**GIVEN INSTRUCTION:** Write every record out again exactly, and keep images out of it.

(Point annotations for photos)
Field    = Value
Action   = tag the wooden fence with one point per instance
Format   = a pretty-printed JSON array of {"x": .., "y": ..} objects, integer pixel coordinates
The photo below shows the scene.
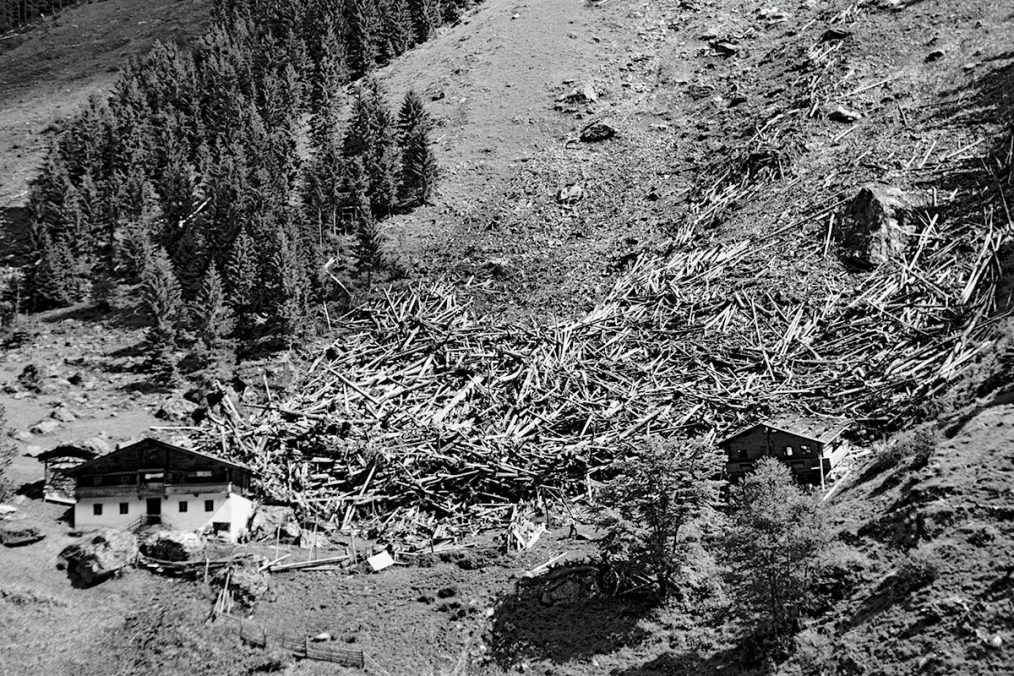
[{"x": 303, "y": 647}]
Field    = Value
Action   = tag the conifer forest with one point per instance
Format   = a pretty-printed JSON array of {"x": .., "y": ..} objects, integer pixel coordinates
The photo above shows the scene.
[{"x": 225, "y": 173}]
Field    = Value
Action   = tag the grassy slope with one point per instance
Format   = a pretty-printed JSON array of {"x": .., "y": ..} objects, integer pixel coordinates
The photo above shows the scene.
[
  {"x": 505, "y": 152},
  {"x": 59, "y": 64}
]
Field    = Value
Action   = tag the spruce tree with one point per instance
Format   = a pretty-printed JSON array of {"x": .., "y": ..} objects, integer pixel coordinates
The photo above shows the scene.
[
  {"x": 162, "y": 301},
  {"x": 773, "y": 544},
  {"x": 54, "y": 282},
  {"x": 190, "y": 259},
  {"x": 419, "y": 166},
  {"x": 212, "y": 316},
  {"x": 395, "y": 29},
  {"x": 361, "y": 35},
  {"x": 372, "y": 138},
  {"x": 243, "y": 279},
  {"x": 7, "y": 454},
  {"x": 287, "y": 288},
  {"x": 425, "y": 15},
  {"x": 368, "y": 248}
]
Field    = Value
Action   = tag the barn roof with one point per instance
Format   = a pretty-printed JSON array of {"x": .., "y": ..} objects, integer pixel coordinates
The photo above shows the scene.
[
  {"x": 84, "y": 466},
  {"x": 819, "y": 430},
  {"x": 66, "y": 451}
]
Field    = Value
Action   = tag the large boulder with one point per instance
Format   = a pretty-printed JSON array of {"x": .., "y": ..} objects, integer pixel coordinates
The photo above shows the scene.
[
  {"x": 245, "y": 584},
  {"x": 875, "y": 226},
  {"x": 176, "y": 409},
  {"x": 270, "y": 521},
  {"x": 99, "y": 445},
  {"x": 100, "y": 554},
  {"x": 172, "y": 545}
]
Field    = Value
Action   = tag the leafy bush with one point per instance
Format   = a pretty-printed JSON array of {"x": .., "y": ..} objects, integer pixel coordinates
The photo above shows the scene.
[
  {"x": 7, "y": 452},
  {"x": 913, "y": 447},
  {"x": 773, "y": 547},
  {"x": 651, "y": 502},
  {"x": 813, "y": 656},
  {"x": 919, "y": 569}
]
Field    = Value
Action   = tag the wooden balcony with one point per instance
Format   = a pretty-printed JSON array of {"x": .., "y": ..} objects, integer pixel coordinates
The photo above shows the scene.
[{"x": 151, "y": 490}]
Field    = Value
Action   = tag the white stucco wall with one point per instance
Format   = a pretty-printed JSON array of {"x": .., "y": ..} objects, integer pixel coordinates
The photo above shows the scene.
[
  {"x": 84, "y": 516},
  {"x": 227, "y": 508}
]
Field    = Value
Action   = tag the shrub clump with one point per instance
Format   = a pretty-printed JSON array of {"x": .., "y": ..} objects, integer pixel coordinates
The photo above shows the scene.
[{"x": 654, "y": 499}]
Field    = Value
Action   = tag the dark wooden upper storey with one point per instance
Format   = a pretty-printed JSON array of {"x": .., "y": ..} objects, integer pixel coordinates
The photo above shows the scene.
[{"x": 152, "y": 464}]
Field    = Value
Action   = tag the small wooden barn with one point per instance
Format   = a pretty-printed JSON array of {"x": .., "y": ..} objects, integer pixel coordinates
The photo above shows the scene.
[{"x": 812, "y": 447}]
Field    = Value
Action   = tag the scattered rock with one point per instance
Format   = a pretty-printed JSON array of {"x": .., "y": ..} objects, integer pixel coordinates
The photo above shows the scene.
[
  {"x": 100, "y": 555},
  {"x": 175, "y": 408},
  {"x": 269, "y": 520},
  {"x": 30, "y": 378},
  {"x": 597, "y": 131},
  {"x": 309, "y": 540},
  {"x": 839, "y": 113},
  {"x": 725, "y": 48},
  {"x": 45, "y": 427},
  {"x": 500, "y": 267},
  {"x": 570, "y": 195},
  {"x": 63, "y": 414},
  {"x": 172, "y": 545},
  {"x": 97, "y": 445},
  {"x": 585, "y": 94},
  {"x": 245, "y": 584},
  {"x": 834, "y": 35},
  {"x": 874, "y": 225}
]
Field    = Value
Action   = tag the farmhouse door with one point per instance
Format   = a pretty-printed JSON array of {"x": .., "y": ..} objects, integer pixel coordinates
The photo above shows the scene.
[{"x": 154, "y": 510}]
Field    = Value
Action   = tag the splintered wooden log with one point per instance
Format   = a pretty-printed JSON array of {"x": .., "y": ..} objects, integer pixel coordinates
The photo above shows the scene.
[{"x": 423, "y": 419}]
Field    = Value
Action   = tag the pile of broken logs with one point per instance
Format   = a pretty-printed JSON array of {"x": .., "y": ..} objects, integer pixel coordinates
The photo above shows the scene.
[{"x": 423, "y": 422}]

**FINAL RESULT:**
Field    = Value
Action   = tag the wooden fence with one point per instance
Format   = a pretty-printed JSON array of {"x": .., "y": ..} objects, integer pixel coordinates
The photo below shows the scene.
[{"x": 303, "y": 647}]
Field    = Value
Action   = tag the conifer forest with one point per instance
Format   = a pretty-printed JSON array of {"x": .., "y": ..} objects, integer pixel coordinates
The photo above shows the scene.
[{"x": 225, "y": 173}]
Field    = Value
Action   = tag the grassy slope with one point per instance
Format   = a pretty-printed JSON array of {"x": .., "y": ..} objects, integer pixel coordinates
The photo above shows the scene.
[
  {"x": 505, "y": 152},
  {"x": 59, "y": 64}
]
Field    = Value
Action   = tag the spruce tree with one point per instance
Format   = a pretty-printed JSON array of {"x": .., "y": ..} objects, integer pixel coordinates
The photo above shows the scene.
[
  {"x": 162, "y": 301},
  {"x": 773, "y": 544},
  {"x": 54, "y": 282},
  {"x": 190, "y": 259},
  {"x": 419, "y": 166},
  {"x": 212, "y": 316},
  {"x": 395, "y": 29},
  {"x": 361, "y": 35},
  {"x": 372, "y": 138},
  {"x": 243, "y": 279},
  {"x": 7, "y": 454},
  {"x": 287, "y": 288},
  {"x": 425, "y": 15},
  {"x": 368, "y": 248}
]
Field    = Value
Action   = tag the barn roof with one point per instance
Format   = a pretty-printed JSON array of {"x": .., "y": ..} objects, integer pixel coordinates
The photo above shows the scene.
[
  {"x": 84, "y": 466},
  {"x": 819, "y": 430},
  {"x": 66, "y": 451}
]
Field    = Value
Action   = tag the large boulder with one point per instance
Format   = a pretty-printed JSON array of {"x": .., "y": ..} objects, integer pixel coordinates
The photo above shows the scene.
[
  {"x": 245, "y": 584},
  {"x": 875, "y": 226},
  {"x": 176, "y": 409},
  {"x": 270, "y": 521},
  {"x": 99, "y": 445},
  {"x": 100, "y": 554},
  {"x": 172, "y": 545}
]
Field    = Value
Action   = tag the leafy bush with one point per instance
Format   = a pretty-printed JSON array of {"x": .., "y": ..} objects, integer pixel coordinates
The photo above shows the scene.
[
  {"x": 7, "y": 452},
  {"x": 913, "y": 447},
  {"x": 773, "y": 547},
  {"x": 651, "y": 502},
  {"x": 813, "y": 656},
  {"x": 919, "y": 569}
]
Field    = Value
Action   = tag the wooden balcony with one point per instance
Format   = a pretty-printed JSON array of {"x": .., "y": ..} objects, integer pixel coordinates
The photo above shows the scene.
[{"x": 151, "y": 490}]
Field    = Value
Action   = tag the white stucco wall with one point per instance
Format   = a pretty-printed JSON array of {"x": .., "y": ..} objects, integer pixel coordinates
The photo above shows the scene.
[
  {"x": 84, "y": 516},
  {"x": 227, "y": 508}
]
Field    = Value
Action   = tag the shrub clump with one point per instance
Format   = a pretty-printed JSON array of {"x": .., "y": ..} objects, integer pixel coordinates
The photo above shows the scene.
[{"x": 654, "y": 499}]
Field    = Value
Action   = tag the dark wooden upper storey with one point per instance
Format   = a pretty-printed JSON array of {"x": .., "y": ..} objects, integer pixel coordinates
The photo above shows the scene.
[{"x": 152, "y": 464}]
Field    = Value
Action   = tag the small wooden barn with one point per instance
Format   = a pretty-printed JSON array of {"x": .., "y": ..} objects, integer pixel coordinates
The photo above shows the scene.
[{"x": 812, "y": 447}]
Field    = Value
Action   = tag the scattered rock with one point per instance
Format   = a pretty-printed JSON array of {"x": .., "y": ..} objects, integer pixel coordinates
The photo above shows the scene.
[
  {"x": 100, "y": 555},
  {"x": 175, "y": 408},
  {"x": 269, "y": 520},
  {"x": 30, "y": 378},
  {"x": 597, "y": 131},
  {"x": 309, "y": 540},
  {"x": 839, "y": 113},
  {"x": 725, "y": 48},
  {"x": 45, "y": 427},
  {"x": 500, "y": 267},
  {"x": 570, "y": 195},
  {"x": 63, "y": 414},
  {"x": 172, "y": 545},
  {"x": 97, "y": 445},
  {"x": 585, "y": 94},
  {"x": 245, "y": 584},
  {"x": 834, "y": 35},
  {"x": 874, "y": 225}
]
Field    = Value
Action   = tag the farmhouse door with one point per instance
Format   = a pretty-printed JSON array of {"x": .., "y": ..} objects, integer pixel coordinates
The photo above shows the scene.
[{"x": 154, "y": 510}]
Field    = Value
Action   = tag the splintered wooden log with one point per instance
Format   = a pretty-printed JSON array of {"x": .., "y": ..} objects, integer pixel coordinates
The photo above shows the scene.
[{"x": 423, "y": 419}]
Field    = Value
Action   = tag the pile of broken logs with one point per instance
Format   = a pretty-printed JSON array of {"x": .., "y": ..} objects, integer pixel coordinates
The photo above shows the scene.
[{"x": 423, "y": 422}]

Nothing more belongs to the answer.